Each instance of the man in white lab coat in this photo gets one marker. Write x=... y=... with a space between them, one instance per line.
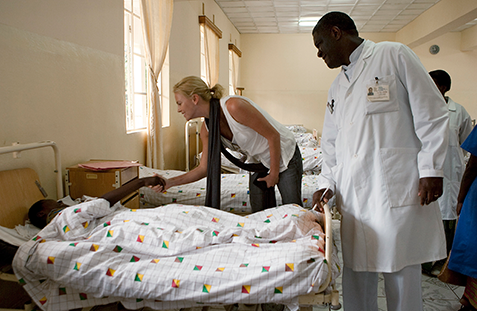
x=383 y=155
x=460 y=126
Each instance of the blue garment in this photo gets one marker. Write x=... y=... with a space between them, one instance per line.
x=464 y=250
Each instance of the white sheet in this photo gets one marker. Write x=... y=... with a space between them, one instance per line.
x=234 y=191
x=172 y=257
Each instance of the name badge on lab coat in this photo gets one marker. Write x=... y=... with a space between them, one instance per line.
x=378 y=91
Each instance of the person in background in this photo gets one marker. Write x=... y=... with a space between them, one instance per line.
x=460 y=126
x=383 y=156
x=237 y=123
x=42 y=212
x=463 y=257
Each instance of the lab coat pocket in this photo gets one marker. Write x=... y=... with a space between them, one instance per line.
x=388 y=84
x=400 y=174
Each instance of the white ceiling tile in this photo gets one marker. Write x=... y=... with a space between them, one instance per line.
x=281 y=16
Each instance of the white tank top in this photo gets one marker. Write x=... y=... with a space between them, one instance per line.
x=254 y=145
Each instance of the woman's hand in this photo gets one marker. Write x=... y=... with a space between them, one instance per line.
x=322 y=195
x=157 y=183
x=270 y=179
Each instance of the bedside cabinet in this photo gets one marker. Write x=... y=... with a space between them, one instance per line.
x=81 y=181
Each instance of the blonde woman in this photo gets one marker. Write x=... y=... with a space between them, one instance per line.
x=237 y=123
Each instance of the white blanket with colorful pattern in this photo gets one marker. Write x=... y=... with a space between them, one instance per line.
x=170 y=257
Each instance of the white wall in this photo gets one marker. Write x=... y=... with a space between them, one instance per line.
x=63 y=80
x=283 y=75
x=460 y=66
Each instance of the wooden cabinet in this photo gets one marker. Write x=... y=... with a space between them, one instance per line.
x=81 y=181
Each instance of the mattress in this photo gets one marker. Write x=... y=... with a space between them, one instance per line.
x=172 y=257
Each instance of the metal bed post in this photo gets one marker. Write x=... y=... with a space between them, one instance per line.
x=187 y=125
x=47 y=143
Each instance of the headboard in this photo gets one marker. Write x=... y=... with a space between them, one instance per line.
x=20 y=188
x=18 y=191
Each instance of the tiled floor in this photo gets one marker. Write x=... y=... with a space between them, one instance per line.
x=437 y=296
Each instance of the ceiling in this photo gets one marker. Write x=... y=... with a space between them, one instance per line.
x=283 y=16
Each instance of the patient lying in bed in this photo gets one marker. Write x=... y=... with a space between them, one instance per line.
x=42 y=212
x=172 y=257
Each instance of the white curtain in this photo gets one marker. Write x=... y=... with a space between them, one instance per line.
x=235 y=68
x=212 y=55
x=157 y=20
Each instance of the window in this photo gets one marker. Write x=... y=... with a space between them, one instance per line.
x=136 y=73
x=163 y=85
x=135 y=68
x=234 y=55
x=204 y=72
x=209 y=50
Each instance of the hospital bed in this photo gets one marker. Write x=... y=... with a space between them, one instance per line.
x=188 y=240
x=234 y=181
x=234 y=191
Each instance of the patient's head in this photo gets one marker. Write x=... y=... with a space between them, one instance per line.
x=195 y=85
x=441 y=79
x=43 y=211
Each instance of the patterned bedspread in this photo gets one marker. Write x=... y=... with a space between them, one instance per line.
x=171 y=257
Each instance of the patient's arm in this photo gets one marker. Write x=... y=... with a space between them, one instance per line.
x=117 y=194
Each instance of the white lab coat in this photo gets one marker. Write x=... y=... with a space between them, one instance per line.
x=460 y=126
x=373 y=159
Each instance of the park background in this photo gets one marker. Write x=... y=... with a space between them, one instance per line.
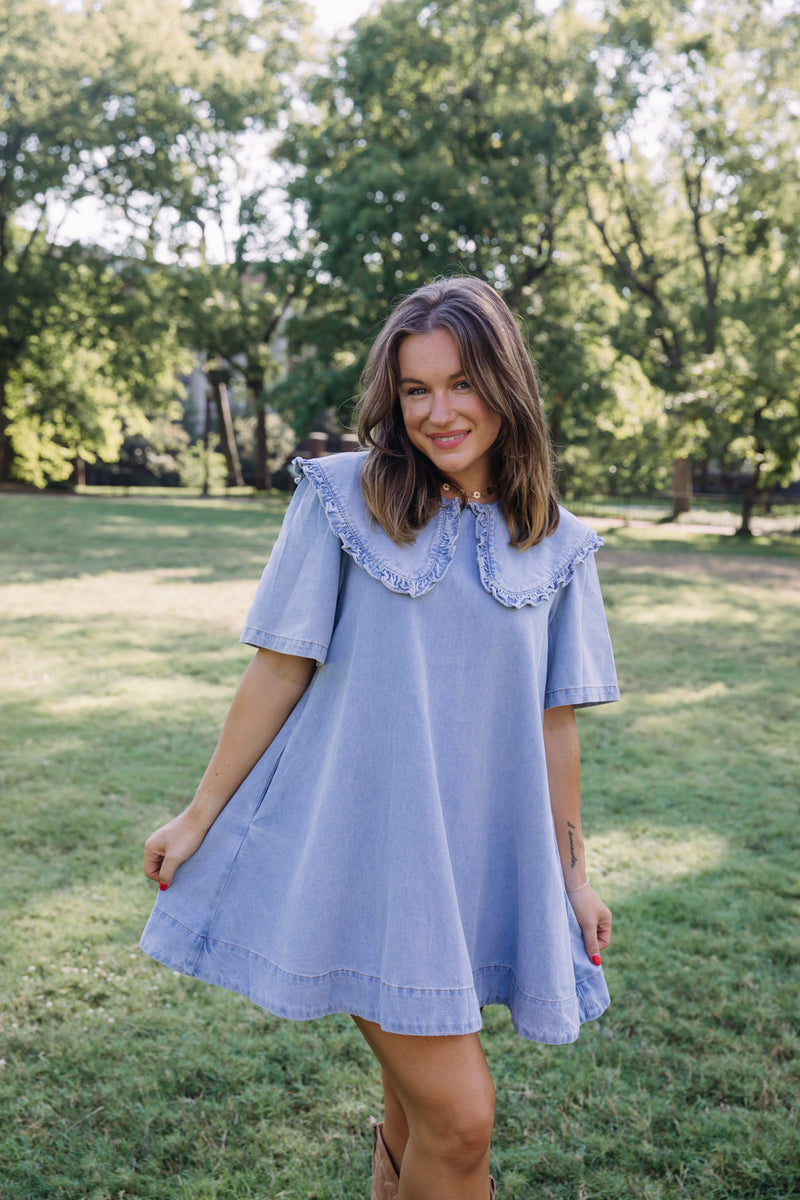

-----

• [Objective]:
Reproduce the entire listing above word for word, leaving out the pictures.

• [Correct result]:
Each instance of the man in white lab coat in this photo gets one marker. Write x=... y=... with a space between them, one instance per line.
x=383 y=155
x=460 y=126
Each instance of the blue garment in this photo gets one marker. Write x=... y=... with a space between them, one instance per line.
x=464 y=250
Each instance of the white sheet in this photo gets one marker. Write x=... y=... with a space between them, one instance per line.
x=234 y=191
x=172 y=257
Each instance of the name badge on lab coat in this photo gets one marker. Write x=... y=... with a space between them, one instance per line.
x=378 y=91
Each instance of the person in background in this photo gets one marker. Write x=... y=... with a space between them, one instance per line.
x=460 y=126
x=383 y=156
x=237 y=123
x=42 y=212
x=463 y=257
Each instance of the lab coat pocket in this photo gets one marker. Write x=... y=... with a space between them, one instance per line.
x=388 y=84
x=400 y=174
Each instance of the white ceiling tile in this photo gets one marker. Write x=... y=... with a space between them, one instance per line.
x=281 y=16
Each instance of the white tank top in this photo gets one marker. Write x=... y=... with a space between them, one instance per line.
x=254 y=145
Each instance of the woman's hand in this photo gets one marker. Write x=... y=... with a space between them, one instance per line.
x=322 y=195
x=157 y=183
x=270 y=179
Each instance of the bedside cabinet in this photo gets one marker. Write x=... y=... with a space between them, one instance per line.
x=81 y=181
Each instance of the blonde woman in this photo gets one marker. Write x=... y=... with a space between them, one instance per line.
x=237 y=123
Each instance of the white blanket with colorful pattern in this photo gets one marker. Write x=... y=... with a space between them, one instance per line.
x=170 y=257
Each instance of the white wall in this photo gets one marker. Write x=... y=... with a space between them, one instance per line.
x=63 y=80
x=283 y=75
x=460 y=66
Each instance of the wooden cabinet in this photo gets one marker. Write x=... y=... with a space between them, one instance per line.
x=81 y=181
Each instance of the mattress in this photo gets one marker. Write x=... y=... with a space between them, one instance per line.
x=172 y=257
Each instance of the metal bed post in this photo gets one marker. Write x=... y=... with a space between them, one instance per line.
x=187 y=125
x=47 y=143
Each instance of the headboard in this photo gets one marker. Write x=... y=... with a space between them, one instance per line.
x=20 y=188
x=18 y=191
Each instance of the tiled floor in this photo gets one marker. Write x=... y=... with a space between them, one instance per line.
x=437 y=296
Each instance of the ceiling in this photo gets one marker. Write x=... y=... with a space between them, one instance per line.
x=283 y=16
Each instance of the patient lying in bed in this photo gets one marker. Write x=... y=... with a space between them, one instance per line.
x=42 y=212
x=172 y=257
Each instance of the white curtain in this photo gets one marker. Write x=... y=... with a space between them, one instance per line.
x=235 y=68
x=212 y=55
x=157 y=20
Each instance of the window in this photo gets one marker. Write x=... y=... with a space between them, one instance per line.
x=136 y=73
x=163 y=85
x=135 y=68
x=234 y=55
x=204 y=72
x=209 y=50
Each instance of the hospital bed in this photo gets one marker. Write x=... y=... with a space between them, one instance per line.
x=188 y=240
x=234 y=181
x=234 y=191
Each instance of the patient's head in this photo gets one marker. Write x=... y=... with a space between them, one instance per line.
x=195 y=85
x=441 y=79
x=43 y=211
Each instance of the patterned bedspread in this photo gets one marker. Write x=... y=... with a space between them, one instance per line.
x=171 y=257
Each instance of the patient's arm in this photo gets one marker. Write x=... y=... with a space between them, one instance per line.
x=117 y=194
Each instance of the white lab coat in this photo gets one marker. Write x=... y=... with a space between them, one instance per line.
x=460 y=126
x=373 y=159
Each instance of the park background in this photo gets one marker. Write x=... y=... with a space between them, one instance per line.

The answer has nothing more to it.